- **YOUR TASK**: Reproduce, exactly and in full, the records that follow, minus any pictures.
=-=-=-=-=
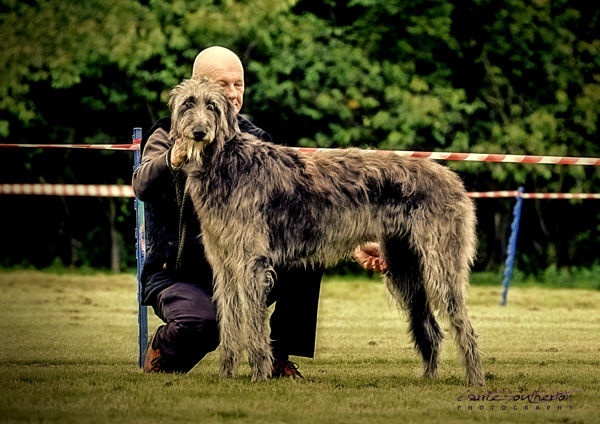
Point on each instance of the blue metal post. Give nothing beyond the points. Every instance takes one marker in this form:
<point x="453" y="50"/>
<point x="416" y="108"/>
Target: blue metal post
<point x="512" y="245"/>
<point x="140" y="248"/>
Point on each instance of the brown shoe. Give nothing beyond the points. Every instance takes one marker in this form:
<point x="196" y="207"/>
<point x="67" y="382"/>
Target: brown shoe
<point x="153" y="361"/>
<point x="286" y="369"/>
=-=-=-=-=
- **RESPONSE**:
Point on each instance of the blue metal post. Give nothing beyond the points. Every instance takes one marker in this form:
<point x="453" y="50"/>
<point x="416" y="108"/>
Target: blue metal post
<point x="512" y="245"/>
<point x="140" y="248"/>
Point on each instance of the brown shoe. Give nothing beyond the points. Every instance takes one marker in this form:
<point x="196" y="207"/>
<point x="67" y="382"/>
Target: brown shoe
<point x="153" y="361"/>
<point x="286" y="369"/>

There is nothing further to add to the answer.